- **WORK TO COMPLETE**:
- A) Answer these questions from the passage on court reform:
(i) In what three places was the Supreme Court held to hold its sittings in the State's early judicial history?
(ii) Besides more frequent sittings, what change for the judges of the Appellate Courts is given as a way to remove delays?
(iii) What does the speaker say has been prepared for the positions taken?
- B) Write out the part of the passage on court reform that begins at the words "But little complaint" and ends after the words "ground for complaint.".

- **DOCUMENT SECTION**:
^^^^
But little complaint has been made of delays in the Appellate Courts, and I submit that with more frequent sittings of these courts, and the entire relief of the judges from circuit duty, there would be no delays that would constitute any just ground for complaint.

In the early judicial history of the State, it was thought proper to have the Supreme Court hold its sittings at Ottawa, Springfield and Mount Vernon. There were reasons that then seemed to justify this opinion, but in the wonderful progress and changed condition of the State, they have passed away, and there appears to be no longer any reason why

the migratory character of that court should be maintained. If its sittings were located in this city alone, and salaries paid to the judges that would permit them to reside here during their terms of office, the business of the court would be more promptly transacted. The ability of the judges to consult together at all times, would enable the court to reach conclusions promptly and without delay. Opinions could be read, approved and filed as soon as prepared. The court might be, for all practical purposes, in perpetual session, and its work in constant progress. Here again, by the change I have suggested, the administration of justice might be facilitated.

I am aware that the positions here taken are open to attack, and subject to hostile criticism. I have prepared no defense for them. I have said nothing intended to disarm criticism. If they serve to provoke others to show a better way to "facilitate the adininistration of justice,” they will have answered the purpose I have in view in presenting them.
^^^^
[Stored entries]
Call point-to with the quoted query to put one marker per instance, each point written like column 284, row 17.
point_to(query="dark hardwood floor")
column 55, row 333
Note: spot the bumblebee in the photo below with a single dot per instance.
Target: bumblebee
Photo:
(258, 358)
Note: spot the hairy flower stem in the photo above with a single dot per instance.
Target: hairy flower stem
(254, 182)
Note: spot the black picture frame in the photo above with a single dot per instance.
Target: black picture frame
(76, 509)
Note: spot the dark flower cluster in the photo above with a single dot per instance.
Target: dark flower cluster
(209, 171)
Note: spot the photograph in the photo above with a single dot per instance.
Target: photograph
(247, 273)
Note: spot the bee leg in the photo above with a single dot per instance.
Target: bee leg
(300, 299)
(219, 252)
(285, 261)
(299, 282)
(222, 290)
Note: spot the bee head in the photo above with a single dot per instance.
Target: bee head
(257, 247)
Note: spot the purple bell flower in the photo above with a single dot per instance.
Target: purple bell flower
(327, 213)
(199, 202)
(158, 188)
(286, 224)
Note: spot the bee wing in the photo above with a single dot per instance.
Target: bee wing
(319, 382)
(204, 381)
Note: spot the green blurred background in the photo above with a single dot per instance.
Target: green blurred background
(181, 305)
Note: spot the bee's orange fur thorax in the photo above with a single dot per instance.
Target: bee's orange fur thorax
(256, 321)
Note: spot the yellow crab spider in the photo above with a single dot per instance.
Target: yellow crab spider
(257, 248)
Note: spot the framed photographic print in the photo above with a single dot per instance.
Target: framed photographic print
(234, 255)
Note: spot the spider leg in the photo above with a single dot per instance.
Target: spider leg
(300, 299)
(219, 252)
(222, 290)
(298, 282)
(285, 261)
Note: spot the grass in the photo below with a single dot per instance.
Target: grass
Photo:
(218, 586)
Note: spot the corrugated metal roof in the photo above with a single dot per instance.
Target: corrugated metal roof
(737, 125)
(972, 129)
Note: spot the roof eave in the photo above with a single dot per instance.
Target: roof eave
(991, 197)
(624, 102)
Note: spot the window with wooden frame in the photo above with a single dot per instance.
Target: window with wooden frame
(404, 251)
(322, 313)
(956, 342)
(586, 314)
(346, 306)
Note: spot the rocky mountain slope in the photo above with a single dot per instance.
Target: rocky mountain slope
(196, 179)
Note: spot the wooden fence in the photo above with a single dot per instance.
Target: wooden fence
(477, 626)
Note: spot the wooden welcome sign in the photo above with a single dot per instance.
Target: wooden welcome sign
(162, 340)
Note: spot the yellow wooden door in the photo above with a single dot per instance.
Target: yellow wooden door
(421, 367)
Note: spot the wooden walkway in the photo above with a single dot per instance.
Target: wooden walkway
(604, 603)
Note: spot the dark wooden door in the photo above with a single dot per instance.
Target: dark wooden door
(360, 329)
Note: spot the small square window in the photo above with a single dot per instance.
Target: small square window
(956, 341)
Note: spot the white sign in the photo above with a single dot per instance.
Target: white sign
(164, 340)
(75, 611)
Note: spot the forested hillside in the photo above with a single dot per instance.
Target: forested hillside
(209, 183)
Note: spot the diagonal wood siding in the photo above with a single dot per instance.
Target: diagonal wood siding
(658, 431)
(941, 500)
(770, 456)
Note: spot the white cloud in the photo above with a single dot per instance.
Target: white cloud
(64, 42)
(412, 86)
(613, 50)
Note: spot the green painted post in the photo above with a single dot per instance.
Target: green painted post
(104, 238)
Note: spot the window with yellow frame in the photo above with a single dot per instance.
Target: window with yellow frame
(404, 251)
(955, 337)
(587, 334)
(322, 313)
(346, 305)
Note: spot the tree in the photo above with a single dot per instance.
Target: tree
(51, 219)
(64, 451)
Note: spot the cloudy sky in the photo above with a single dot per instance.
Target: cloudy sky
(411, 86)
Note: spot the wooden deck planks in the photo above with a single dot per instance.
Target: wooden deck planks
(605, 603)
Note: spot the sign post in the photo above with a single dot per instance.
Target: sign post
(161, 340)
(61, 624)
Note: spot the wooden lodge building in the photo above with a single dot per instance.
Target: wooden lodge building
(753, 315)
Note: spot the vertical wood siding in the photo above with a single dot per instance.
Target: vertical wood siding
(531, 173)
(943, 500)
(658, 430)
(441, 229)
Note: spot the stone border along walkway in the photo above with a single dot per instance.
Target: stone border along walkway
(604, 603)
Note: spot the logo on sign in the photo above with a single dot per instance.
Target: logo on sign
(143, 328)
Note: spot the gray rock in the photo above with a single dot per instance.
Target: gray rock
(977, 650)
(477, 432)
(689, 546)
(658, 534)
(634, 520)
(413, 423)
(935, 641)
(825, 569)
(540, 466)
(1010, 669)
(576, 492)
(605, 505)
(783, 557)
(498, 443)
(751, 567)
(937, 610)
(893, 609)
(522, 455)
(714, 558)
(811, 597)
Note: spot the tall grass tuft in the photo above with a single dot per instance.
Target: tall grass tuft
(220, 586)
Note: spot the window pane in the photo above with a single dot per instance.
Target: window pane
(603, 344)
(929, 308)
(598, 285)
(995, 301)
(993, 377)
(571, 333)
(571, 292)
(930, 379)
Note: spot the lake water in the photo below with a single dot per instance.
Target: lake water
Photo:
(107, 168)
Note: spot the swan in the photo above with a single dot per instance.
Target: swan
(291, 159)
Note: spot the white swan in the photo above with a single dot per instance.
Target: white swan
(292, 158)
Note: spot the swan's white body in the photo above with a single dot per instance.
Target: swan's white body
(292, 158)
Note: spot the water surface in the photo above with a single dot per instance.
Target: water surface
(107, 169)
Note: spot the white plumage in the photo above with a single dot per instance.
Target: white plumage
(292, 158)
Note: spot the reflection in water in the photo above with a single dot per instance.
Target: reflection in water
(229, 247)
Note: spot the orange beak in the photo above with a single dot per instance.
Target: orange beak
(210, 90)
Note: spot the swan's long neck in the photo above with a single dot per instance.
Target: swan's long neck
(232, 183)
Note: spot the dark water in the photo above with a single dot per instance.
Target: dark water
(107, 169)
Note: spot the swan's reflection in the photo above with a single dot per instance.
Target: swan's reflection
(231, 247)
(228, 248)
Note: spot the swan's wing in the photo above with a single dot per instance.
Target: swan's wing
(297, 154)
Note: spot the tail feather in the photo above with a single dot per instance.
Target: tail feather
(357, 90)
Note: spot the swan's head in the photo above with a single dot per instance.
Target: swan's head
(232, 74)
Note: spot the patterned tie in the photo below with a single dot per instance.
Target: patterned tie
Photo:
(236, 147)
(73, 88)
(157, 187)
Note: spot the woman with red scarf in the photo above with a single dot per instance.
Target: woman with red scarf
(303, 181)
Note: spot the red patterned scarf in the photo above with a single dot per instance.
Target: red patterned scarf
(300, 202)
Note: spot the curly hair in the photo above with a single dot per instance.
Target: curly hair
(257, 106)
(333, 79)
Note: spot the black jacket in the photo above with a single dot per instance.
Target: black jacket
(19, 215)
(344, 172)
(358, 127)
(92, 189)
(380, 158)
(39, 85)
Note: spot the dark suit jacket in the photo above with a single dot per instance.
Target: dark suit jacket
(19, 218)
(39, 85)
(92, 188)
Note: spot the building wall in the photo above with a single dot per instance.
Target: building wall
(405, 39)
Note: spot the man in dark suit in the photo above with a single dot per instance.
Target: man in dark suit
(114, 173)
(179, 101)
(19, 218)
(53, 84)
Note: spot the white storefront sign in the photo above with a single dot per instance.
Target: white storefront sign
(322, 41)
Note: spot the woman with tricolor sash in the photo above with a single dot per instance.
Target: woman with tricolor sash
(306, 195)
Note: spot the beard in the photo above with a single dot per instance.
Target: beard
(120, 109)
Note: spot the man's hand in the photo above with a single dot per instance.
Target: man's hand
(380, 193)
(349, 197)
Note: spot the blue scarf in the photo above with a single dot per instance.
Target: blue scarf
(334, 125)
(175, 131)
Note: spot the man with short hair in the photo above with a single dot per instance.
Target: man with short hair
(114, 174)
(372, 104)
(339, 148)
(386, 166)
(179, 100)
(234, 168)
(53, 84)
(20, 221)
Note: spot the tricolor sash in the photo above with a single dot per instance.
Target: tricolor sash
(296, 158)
^^^^
- **ANSWERS PROVIDED**:
- A)
(i) Ottawa, Springfield and Mount Vernon
(ii) The entire relief of the judges from circuit duty
(iii) No defense

- B)
But little complaint has been made of delays in the Appellate Courts, and I submit that with more frequent sittings of these courts, and the entire relief of the judges from circuit duty, there would be no delays that would constitute any just ground for complaint.